### What needs to be done
What is needed is the run of lines from the one with "the street lamp" through the close of the data, set down exactly.

### Dataset entries
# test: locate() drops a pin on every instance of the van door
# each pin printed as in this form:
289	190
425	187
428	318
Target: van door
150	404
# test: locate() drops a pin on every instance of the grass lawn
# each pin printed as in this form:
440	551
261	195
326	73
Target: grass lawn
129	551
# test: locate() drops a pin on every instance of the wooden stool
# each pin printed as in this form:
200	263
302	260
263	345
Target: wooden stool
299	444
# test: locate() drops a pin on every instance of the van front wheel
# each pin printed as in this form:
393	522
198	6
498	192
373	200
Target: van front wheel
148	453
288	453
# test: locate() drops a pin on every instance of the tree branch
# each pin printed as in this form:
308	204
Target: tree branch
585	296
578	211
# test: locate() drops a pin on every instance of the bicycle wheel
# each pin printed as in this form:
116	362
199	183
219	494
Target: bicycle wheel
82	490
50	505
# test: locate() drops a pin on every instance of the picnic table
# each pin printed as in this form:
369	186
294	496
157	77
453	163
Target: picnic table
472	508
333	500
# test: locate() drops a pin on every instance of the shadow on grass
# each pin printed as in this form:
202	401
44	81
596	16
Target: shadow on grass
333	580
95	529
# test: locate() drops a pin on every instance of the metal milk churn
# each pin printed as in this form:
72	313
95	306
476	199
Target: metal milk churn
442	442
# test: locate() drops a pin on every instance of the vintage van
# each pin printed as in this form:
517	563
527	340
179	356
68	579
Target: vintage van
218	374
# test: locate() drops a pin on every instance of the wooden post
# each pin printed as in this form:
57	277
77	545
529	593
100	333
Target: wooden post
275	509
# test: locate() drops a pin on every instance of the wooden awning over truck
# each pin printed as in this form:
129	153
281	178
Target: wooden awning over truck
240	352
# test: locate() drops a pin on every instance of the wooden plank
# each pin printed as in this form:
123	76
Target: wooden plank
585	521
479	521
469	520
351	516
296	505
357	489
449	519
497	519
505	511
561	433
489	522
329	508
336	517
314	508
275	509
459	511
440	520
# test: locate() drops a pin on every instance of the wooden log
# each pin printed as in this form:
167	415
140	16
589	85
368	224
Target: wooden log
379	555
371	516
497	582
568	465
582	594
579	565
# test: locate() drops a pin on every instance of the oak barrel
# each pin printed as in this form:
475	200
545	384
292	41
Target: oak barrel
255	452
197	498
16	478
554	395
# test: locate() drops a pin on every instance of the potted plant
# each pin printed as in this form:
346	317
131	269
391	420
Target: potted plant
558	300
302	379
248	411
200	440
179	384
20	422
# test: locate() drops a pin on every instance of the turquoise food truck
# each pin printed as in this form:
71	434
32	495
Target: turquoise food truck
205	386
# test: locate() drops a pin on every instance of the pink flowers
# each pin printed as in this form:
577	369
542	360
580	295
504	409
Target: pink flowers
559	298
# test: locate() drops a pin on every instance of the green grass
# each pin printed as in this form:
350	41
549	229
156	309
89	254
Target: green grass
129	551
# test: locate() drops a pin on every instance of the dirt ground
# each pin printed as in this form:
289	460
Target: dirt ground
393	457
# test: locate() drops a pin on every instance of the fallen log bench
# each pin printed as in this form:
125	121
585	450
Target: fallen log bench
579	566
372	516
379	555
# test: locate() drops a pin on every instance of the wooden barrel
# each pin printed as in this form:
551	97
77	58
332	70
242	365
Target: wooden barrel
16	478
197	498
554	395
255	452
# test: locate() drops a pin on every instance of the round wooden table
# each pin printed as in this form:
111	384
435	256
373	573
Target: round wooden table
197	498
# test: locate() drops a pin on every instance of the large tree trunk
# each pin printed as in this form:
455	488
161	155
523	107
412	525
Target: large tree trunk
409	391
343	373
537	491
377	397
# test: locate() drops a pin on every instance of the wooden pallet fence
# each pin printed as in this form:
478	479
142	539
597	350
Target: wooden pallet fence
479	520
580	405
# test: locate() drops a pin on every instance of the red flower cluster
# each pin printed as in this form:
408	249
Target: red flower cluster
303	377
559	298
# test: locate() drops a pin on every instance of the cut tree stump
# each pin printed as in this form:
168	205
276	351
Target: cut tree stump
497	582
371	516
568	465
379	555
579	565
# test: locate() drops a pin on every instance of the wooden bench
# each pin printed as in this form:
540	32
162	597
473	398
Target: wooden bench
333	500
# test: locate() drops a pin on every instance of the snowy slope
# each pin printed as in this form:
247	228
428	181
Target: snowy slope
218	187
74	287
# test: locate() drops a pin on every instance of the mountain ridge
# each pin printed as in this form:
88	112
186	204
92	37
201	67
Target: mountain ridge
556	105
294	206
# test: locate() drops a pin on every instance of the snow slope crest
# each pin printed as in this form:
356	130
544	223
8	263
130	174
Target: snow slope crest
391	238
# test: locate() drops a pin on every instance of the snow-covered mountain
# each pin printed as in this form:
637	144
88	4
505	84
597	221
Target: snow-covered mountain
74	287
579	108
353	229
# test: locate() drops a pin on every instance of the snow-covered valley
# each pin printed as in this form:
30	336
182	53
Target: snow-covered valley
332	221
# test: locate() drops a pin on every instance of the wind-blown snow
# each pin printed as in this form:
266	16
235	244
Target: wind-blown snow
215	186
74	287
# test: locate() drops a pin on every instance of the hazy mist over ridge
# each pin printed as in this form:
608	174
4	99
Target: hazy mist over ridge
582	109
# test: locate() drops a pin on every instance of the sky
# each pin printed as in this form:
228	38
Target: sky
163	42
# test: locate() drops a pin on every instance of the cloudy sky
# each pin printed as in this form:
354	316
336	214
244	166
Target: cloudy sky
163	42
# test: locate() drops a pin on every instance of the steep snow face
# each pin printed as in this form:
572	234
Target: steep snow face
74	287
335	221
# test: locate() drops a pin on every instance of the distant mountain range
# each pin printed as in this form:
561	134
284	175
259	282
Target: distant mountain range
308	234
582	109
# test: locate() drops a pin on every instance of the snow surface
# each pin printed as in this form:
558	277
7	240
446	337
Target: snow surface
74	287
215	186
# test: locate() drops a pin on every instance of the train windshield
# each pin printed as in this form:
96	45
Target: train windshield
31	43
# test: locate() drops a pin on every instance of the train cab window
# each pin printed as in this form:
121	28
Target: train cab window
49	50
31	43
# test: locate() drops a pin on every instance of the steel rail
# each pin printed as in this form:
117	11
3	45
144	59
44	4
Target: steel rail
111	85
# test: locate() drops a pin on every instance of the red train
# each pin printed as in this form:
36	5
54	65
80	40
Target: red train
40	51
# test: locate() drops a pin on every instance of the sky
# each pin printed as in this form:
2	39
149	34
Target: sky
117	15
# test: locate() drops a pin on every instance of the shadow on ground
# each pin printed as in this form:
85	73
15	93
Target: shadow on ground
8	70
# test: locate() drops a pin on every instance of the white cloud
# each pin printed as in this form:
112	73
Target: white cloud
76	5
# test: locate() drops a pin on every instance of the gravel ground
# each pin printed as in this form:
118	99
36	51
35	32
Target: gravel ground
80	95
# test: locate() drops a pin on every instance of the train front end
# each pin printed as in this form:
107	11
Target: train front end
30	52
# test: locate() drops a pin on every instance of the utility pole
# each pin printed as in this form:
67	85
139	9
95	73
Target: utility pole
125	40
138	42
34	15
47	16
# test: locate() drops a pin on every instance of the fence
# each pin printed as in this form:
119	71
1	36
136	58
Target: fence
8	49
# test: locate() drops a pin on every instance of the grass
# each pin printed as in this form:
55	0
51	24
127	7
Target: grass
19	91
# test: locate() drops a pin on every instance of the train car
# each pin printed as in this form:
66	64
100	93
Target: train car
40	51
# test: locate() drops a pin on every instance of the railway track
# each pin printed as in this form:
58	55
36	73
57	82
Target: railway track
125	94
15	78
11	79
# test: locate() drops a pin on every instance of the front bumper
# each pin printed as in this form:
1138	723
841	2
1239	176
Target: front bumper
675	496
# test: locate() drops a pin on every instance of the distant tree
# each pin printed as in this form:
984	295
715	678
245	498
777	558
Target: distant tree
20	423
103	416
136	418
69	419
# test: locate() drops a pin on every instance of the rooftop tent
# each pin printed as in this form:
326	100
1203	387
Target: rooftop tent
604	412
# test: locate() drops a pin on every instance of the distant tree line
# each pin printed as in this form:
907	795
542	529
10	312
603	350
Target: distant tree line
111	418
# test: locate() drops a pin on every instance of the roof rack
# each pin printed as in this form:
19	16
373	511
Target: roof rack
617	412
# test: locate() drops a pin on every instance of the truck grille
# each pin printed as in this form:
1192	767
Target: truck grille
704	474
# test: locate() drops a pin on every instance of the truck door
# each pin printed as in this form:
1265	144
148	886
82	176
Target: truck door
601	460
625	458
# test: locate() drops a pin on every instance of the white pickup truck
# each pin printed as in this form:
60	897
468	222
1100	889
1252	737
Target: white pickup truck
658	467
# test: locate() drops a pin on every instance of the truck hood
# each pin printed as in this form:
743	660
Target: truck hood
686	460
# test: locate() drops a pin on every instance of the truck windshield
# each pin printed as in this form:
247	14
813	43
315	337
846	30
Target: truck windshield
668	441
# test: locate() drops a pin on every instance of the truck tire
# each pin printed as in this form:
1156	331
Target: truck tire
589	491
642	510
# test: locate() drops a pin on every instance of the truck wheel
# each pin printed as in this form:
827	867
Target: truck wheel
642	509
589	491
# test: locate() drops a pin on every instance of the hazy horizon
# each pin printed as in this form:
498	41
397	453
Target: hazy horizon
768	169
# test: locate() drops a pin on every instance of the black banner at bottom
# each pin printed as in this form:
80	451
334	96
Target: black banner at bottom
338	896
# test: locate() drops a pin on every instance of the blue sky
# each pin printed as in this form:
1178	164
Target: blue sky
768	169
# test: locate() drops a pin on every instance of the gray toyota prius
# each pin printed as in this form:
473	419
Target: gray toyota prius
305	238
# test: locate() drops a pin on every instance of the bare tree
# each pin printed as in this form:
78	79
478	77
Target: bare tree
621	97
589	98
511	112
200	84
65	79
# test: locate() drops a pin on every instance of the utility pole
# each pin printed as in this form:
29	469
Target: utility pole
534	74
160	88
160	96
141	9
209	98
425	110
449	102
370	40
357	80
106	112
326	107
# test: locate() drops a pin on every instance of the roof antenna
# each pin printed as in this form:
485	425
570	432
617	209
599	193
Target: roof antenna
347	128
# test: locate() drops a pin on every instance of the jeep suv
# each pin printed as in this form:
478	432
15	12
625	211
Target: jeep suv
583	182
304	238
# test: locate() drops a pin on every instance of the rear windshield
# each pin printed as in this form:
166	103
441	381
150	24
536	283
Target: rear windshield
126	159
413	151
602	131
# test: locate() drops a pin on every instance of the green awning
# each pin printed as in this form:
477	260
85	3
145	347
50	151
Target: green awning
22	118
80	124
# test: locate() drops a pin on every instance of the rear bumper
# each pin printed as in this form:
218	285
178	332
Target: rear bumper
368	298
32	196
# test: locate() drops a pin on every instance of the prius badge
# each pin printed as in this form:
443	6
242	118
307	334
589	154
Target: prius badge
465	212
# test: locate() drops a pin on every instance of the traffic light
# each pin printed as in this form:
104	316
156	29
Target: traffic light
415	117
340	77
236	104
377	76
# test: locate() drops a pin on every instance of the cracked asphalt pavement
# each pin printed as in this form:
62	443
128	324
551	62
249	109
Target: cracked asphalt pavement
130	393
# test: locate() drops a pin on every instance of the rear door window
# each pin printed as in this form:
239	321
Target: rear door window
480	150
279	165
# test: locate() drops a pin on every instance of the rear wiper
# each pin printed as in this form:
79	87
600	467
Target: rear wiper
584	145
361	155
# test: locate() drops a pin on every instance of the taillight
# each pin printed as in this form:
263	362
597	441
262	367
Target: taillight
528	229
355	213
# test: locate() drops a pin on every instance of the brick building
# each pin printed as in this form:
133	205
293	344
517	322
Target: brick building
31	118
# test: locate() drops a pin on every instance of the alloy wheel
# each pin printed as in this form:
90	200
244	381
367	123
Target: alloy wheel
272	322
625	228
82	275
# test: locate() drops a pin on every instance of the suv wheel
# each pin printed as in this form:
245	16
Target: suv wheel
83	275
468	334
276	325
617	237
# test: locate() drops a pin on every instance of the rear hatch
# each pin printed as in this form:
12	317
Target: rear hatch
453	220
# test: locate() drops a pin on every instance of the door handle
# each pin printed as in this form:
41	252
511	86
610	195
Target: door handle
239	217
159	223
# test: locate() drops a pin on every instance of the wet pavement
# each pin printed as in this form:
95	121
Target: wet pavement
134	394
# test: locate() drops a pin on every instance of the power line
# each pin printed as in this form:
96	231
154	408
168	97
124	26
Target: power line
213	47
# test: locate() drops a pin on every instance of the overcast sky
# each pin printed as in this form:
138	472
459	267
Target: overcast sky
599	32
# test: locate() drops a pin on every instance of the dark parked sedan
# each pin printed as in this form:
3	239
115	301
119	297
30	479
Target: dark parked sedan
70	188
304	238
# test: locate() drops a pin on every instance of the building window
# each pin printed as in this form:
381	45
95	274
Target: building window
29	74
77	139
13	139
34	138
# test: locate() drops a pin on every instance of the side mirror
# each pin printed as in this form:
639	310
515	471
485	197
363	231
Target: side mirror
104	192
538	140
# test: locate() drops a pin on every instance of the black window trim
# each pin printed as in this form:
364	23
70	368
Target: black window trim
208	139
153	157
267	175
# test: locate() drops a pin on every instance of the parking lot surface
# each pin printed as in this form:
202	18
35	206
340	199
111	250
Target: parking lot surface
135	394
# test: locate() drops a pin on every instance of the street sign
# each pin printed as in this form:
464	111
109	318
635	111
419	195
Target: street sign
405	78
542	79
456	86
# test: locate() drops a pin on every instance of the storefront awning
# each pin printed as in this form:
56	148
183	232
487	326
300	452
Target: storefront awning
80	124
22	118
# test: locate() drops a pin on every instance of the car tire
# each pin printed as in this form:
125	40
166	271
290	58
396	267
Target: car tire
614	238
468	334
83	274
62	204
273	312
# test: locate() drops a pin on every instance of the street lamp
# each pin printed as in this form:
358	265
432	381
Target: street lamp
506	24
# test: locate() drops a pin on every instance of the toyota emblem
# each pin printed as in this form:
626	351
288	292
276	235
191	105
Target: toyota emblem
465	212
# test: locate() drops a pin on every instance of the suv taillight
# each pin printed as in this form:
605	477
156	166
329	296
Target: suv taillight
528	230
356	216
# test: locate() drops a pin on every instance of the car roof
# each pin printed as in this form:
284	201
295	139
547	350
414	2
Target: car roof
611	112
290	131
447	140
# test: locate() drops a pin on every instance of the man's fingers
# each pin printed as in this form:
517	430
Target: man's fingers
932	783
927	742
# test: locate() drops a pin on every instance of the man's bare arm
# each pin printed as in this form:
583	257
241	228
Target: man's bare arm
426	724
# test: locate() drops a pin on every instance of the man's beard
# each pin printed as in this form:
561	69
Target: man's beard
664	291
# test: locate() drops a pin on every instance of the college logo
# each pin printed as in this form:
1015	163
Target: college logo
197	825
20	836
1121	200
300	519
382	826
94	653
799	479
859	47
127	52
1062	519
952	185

### Correct response
# test: locate() drops a pin on every instance of the street lamp
# each pin printed as in this form:
358	265
432	381
Target: street lamp
506	24
# test: locate() drops a pin on every instance of the toyota emblem
# each pin printed as in this form:
626	351
288	292
276	235
191	105
Target: toyota emblem
465	212
# test: locate() drops a pin on every instance of the suv taillight
# each pin printed as in this form:
605	477
156	166
329	296
Target: suv taillight
528	230
356	216
# test: locate() drops a pin on every instance of the car roof
# each pin printed as in this form:
284	201
295	139
547	350
414	2
Target: car roof
611	112
290	131
447	140
# test: locate() drops a pin on every instance of the man's fingers
# each pin printed as in this form:
517	430
Target: man's fingers
932	783
927	742
# test: locate() drops a pin on every instance of the man's bare arm
# each pin printed as in this form:
583	257
241	228
Target: man's bare arm
426	724
# test: locate() drops a pin on every instance of the man's beard
# each pin printed as in this form:
561	69
Target: man's beard
664	291
# test: locate() drops a pin on every instance of the college logo
# each pin printed as in this form:
1015	163
Target: college logo
197	825
20	836
1121	200
300	519
382	826
94	653
799	479
859	47
127	52
1062	519
952	185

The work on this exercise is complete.